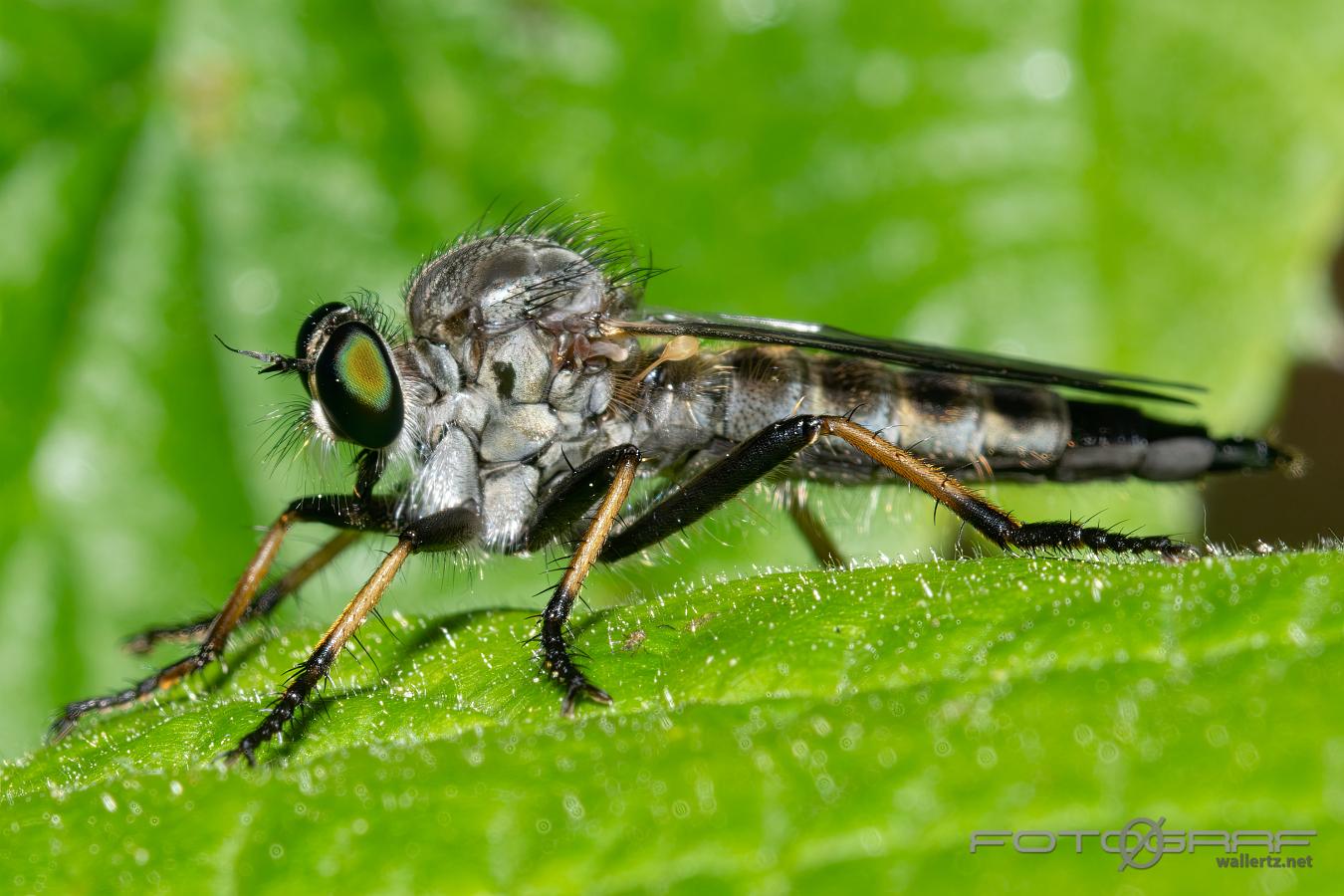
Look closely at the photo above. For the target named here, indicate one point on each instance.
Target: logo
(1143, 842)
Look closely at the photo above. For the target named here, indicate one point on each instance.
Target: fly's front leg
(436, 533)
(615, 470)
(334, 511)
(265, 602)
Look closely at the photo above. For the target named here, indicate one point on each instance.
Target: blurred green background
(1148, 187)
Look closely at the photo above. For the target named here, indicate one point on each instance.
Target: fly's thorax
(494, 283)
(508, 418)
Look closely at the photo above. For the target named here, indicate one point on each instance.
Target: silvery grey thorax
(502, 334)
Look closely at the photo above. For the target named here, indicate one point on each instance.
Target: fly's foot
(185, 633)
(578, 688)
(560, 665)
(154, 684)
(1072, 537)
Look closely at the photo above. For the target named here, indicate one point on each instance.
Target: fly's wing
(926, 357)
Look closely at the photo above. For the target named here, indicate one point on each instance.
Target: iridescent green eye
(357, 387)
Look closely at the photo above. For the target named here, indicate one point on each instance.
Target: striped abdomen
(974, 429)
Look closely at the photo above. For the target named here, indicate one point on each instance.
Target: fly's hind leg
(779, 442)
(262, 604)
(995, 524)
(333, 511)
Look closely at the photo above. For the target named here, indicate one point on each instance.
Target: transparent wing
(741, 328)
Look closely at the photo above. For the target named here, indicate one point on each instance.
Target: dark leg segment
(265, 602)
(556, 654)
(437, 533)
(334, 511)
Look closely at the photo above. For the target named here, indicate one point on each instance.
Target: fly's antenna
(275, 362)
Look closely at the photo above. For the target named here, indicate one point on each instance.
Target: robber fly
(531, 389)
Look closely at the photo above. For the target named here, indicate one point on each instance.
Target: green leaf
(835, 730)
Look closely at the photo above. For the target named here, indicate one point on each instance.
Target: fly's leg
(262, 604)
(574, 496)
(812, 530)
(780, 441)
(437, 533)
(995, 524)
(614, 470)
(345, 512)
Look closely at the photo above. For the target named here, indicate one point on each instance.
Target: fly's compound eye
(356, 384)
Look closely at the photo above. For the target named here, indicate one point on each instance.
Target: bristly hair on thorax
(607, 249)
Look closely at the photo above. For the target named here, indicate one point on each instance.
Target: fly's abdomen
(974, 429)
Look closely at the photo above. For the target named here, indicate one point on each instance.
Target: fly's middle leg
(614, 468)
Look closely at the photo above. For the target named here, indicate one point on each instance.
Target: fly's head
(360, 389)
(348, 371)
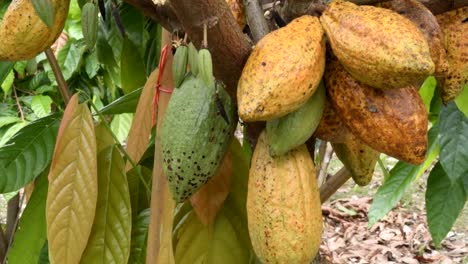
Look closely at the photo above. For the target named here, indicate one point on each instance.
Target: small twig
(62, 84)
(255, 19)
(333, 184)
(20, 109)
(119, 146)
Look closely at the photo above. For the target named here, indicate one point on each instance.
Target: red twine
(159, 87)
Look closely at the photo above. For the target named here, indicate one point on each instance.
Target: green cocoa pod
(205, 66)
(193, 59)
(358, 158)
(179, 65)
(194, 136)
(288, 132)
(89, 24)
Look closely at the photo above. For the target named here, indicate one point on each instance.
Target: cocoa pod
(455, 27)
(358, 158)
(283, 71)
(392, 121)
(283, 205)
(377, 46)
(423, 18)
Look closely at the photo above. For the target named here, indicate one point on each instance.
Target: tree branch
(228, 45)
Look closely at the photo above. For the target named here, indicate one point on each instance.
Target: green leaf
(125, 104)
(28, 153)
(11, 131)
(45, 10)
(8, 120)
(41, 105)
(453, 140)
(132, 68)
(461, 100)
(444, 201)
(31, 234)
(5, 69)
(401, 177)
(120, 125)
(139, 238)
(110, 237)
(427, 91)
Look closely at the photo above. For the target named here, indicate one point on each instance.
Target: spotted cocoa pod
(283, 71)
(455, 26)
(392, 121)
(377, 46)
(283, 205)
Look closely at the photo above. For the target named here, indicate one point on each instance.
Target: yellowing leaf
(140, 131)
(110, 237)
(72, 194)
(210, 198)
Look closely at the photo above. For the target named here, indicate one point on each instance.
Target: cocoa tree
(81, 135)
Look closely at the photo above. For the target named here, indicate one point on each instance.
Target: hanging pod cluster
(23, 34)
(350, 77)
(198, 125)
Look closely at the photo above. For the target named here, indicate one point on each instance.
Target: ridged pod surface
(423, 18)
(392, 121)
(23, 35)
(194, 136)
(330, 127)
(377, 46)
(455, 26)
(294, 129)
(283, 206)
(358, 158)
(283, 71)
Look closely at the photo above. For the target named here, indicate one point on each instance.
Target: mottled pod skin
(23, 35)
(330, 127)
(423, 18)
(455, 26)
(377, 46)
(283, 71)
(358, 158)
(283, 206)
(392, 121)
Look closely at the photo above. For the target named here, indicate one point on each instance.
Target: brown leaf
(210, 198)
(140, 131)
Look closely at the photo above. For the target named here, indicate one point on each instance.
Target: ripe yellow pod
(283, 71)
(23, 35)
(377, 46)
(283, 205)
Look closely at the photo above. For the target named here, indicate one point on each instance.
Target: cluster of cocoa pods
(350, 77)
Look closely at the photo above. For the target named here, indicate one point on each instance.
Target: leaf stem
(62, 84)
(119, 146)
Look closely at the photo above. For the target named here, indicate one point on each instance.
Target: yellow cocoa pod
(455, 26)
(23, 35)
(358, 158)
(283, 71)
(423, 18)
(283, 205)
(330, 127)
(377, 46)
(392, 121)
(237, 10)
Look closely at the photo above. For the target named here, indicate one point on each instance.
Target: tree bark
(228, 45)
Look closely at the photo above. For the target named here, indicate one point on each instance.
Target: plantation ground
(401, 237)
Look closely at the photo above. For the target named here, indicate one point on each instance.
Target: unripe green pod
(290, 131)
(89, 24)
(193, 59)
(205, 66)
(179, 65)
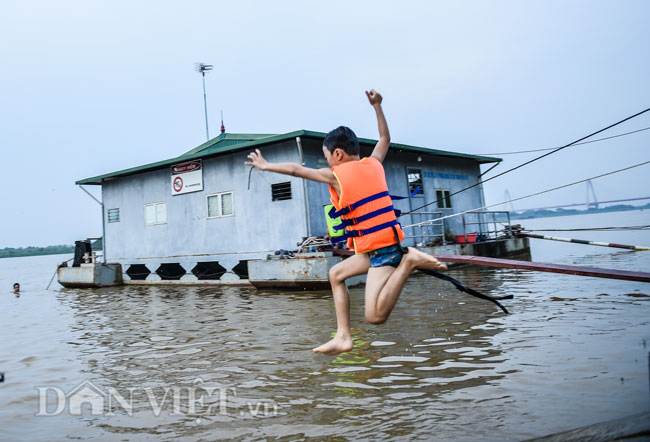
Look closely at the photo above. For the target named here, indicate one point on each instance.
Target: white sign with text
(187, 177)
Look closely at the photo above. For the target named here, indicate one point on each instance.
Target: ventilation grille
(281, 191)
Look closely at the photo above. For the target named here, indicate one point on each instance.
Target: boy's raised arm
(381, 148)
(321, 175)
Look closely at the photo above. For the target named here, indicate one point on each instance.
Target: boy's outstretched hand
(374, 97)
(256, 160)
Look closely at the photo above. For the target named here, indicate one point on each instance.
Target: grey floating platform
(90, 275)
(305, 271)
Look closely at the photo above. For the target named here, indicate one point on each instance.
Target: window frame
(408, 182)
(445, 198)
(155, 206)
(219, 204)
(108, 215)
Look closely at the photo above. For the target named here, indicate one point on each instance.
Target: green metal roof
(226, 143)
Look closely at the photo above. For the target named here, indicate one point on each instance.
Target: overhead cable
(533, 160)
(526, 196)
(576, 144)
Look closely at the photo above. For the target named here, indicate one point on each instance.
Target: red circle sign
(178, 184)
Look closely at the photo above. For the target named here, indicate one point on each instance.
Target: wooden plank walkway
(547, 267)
++++++++++++++++++++
None of the pictures belong in the copy; repeat all other material exactly.

■ **Result**
Look closely at the photo above. For the target named here, indicate one point on each instance.
Target: logo
(1143, 842)
Look closely at the photo above. For the target named here, indicate one point on each instance.
Target: fly's front leg
(436, 533)
(615, 470)
(334, 511)
(265, 602)
Look closely at the photo above. For the target named here, indicate one point on each instance.
Target: blurred green background
(1148, 187)
Look closely at the photo above. For the target named here, indicate one point on each instance.
Target: fly's thorax
(494, 283)
(508, 418)
Look closely at the photo above. For the target named here, indicate one point on each instance.
Target: silvery grey thorax
(502, 334)
Look closely at the photo above. For the target named here, indicate one point on each instance.
Target: fly's foot
(185, 633)
(578, 688)
(560, 665)
(154, 684)
(1072, 537)
Look closely at the photo above. For the target named here, indicate one point on each instance.
Target: fly's wing
(926, 357)
Look closely at the photo above. For the target named here, indicate one point on each instance.
Target: iridescent green eye
(357, 387)
Look closely at the photo above. For the target named here, indicate one point on each instance.
Target: striped abdomen
(974, 429)
Look closely at the photo above. For the target named here, indicate one point on each instance.
Target: fly's hind leg
(779, 442)
(262, 604)
(995, 524)
(333, 511)
Look closely at the photo above. For the target named here, indicate one point on each instance.
Target: transparent wing
(741, 328)
Look closely at the photo above. For the target named here, indicate one point on each instance.
Target: dark leg segment
(265, 602)
(556, 654)
(437, 533)
(334, 511)
Look closely at the photo above. For the target named here, indicate one point on each instance.
Target: fly's antenna
(275, 362)
Look closely at the photo above. For the target named here, indicate one point on each instance.
Target: robber fly
(531, 389)
Look closely at the photo above. For the target named here, indicate one point on each instance.
Target: green leaf
(835, 730)
Look closely at the photo above. For the target named here, indicate one point on each instance.
Target: fly's leg
(262, 604)
(574, 496)
(812, 530)
(780, 441)
(437, 533)
(995, 524)
(614, 470)
(345, 512)
Look closely at the photo above. For the target named here, indicate one point on each instance.
Target: fly's compound eye
(356, 384)
Look closely at the photo above. For the target named here, indicate one point on each instance.
Target: bristly hair on thorax
(607, 249)
Look closely at the photo above. For the target named here, indicate one point on each instance.
Target: fly's abdomen
(974, 429)
Look closely at the photo above. For the target named here, indicate one point on each instance.
Target: fly's middle leg
(614, 468)
Look closely at the photo above. For the target named here, indicate one point on each instance.
Target: fly's head
(360, 389)
(348, 371)
Look closely at the photo above. For the target named here, indicate one point on each instance.
Target: small twig
(62, 84)
(255, 19)
(333, 184)
(20, 109)
(119, 146)
Look closely at the photo above. For the target named here, indicate one point on each instance.
Target: red twine
(159, 87)
Look closely at the photo above. For the target named here, indicate one point on each instance.
Target: green cocoa pod
(205, 66)
(193, 59)
(358, 158)
(179, 65)
(194, 136)
(288, 132)
(89, 24)
Look closely at the photo above. For the target named here, indicate one point on each instance.
Target: cocoa pod
(455, 27)
(358, 158)
(283, 71)
(392, 121)
(283, 205)
(377, 46)
(423, 18)
Look closely at the photo above. For the target named here, indicate one point on each instance.
Target: tree branch
(228, 45)
Look closely at the photo above. For the target named here, indicate one point on each instance.
Target: green leaf
(125, 104)
(28, 153)
(11, 131)
(45, 10)
(8, 120)
(41, 105)
(453, 140)
(132, 68)
(461, 100)
(444, 201)
(31, 234)
(5, 69)
(401, 177)
(120, 125)
(139, 238)
(110, 237)
(427, 91)
Look closely at the photo above. For the target named here, indicate one point on each instance.
Target: spotted cocoa pod
(283, 71)
(455, 26)
(392, 121)
(377, 46)
(283, 205)
Look closely at the photo above. For the target named here, indicate one point on each instance.
Target: yellowing leaf
(140, 131)
(110, 237)
(72, 194)
(210, 198)
Look closely at the photo above. For the target named here, indicate one point on each instance.
Target: cocoa tree
(81, 135)
Look closely at the photo above. For the target named here, indicate one point on each instance.
Target: hanging pod cluster
(23, 34)
(350, 77)
(198, 125)
Look closely at the photo above. For the target named here, indicate one point on each instance.
Target: ridged pod surface
(423, 18)
(392, 121)
(23, 35)
(194, 136)
(330, 127)
(377, 46)
(455, 26)
(294, 129)
(283, 206)
(358, 158)
(283, 71)
Look closely at the photo above. For the target named here, indicate one point on each instance.
Target: mottled pod skin
(23, 35)
(330, 127)
(423, 18)
(455, 26)
(377, 46)
(283, 71)
(358, 158)
(283, 206)
(392, 121)
Look closely at the photo above. For the target named here, indicate one point on each instance.
Target: brown leaf
(210, 198)
(140, 131)
Look closely at the photo above. For the target named here, indicate one point on each instance.
Target: ripe yellow pod
(283, 71)
(23, 35)
(377, 46)
(283, 205)
Look closely at the photo above. For the target named here, indicate one point on each instance.
Target: cluster of cocoa pods
(350, 77)
Look closely at the photo above. For the target named here, indicate one point on each instance.
Target: leaf stem
(62, 84)
(119, 146)
Look closely at the photo above. For the target named here, indicate one point on each instance.
Target: yellow cocoa pod
(455, 26)
(23, 35)
(358, 158)
(283, 71)
(423, 18)
(283, 205)
(330, 127)
(377, 46)
(392, 121)
(237, 10)
Look closely at the photo above. For the target named here, indicate one point on each instance.
Target: tree bark
(228, 45)
Look closely at the photo above. For the target named here, indicate one point on each instance.
Target: plantation ground
(401, 237)
Look closely at the photo above. For the target named here, indicate one point on each instance.
Target: unripe green pod
(290, 131)
(89, 24)
(193, 59)
(205, 66)
(179, 65)
Look closely at the photo above. For the target named here, indicate one point on each instance.
Target: white sign with text
(187, 177)
Look closely at the photo above. For the target named here, indicate one point on each instance.
Target: ventilation grille
(281, 191)
Look closely at the photo above. For the target named here, indicate one point on each instance.
Target: boy's raised arm
(381, 148)
(321, 175)
Look closely at the photo above. For the target named here, indicate one point on each instance.
Target: boy's outstretched hand
(374, 97)
(256, 160)
Look closely at the photo above. For the target named here, indicate one point on each instance.
Target: grey floating platform
(90, 275)
(305, 271)
Look closely at the photo above. For the target named here, indicate one point on each instance.
Target: window frame
(408, 182)
(445, 198)
(155, 206)
(219, 204)
(108, 215)
Look closely at the photo above. For the target named here, indicate one point on each instance.
Target: green metal roof
(226, 143)
Look closely at the photo above. For the target named here, indicate one point on each instance.
Target: overhead cable
(533, 160)
(526, 196)
(576, 144)
Look closely at the photo above. For the target named here, indicate one point on each instance.
Target: red circle sign
(178, 184)
Look closely at the photo above. For the target named here, indicate one point on each instance.
Target: wooden plank walkway
(547, 267)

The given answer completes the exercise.